## [EXERCISE DETAILS]
Locate each line in the data below that contains the string "evenodd" and copy those lines out unchanged.

## [RECORDS SUPPLIED]

──────────

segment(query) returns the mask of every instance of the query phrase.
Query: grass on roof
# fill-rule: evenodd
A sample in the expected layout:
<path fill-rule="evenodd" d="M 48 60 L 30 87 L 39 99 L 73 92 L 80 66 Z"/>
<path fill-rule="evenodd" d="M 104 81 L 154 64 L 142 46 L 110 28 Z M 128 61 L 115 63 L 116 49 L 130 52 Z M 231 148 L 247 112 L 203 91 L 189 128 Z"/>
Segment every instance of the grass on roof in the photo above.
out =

──────────

## [EXERCISE ANSWER]
# fill-rule: evenodd
<path fill-rule="evenodd" d="M 48 60 L 30 87 L 39 99 L 73 92 L 80 66 Z"/>
<path fill-rule="evenodd" d="M 104 81 L 154 64 L 142 46 L 110 28 Z M 128 61 L 115 63 L 116 49 L 130 52 Z M 231 148 L 247 112 L 203 91 L 189 128 Z"/>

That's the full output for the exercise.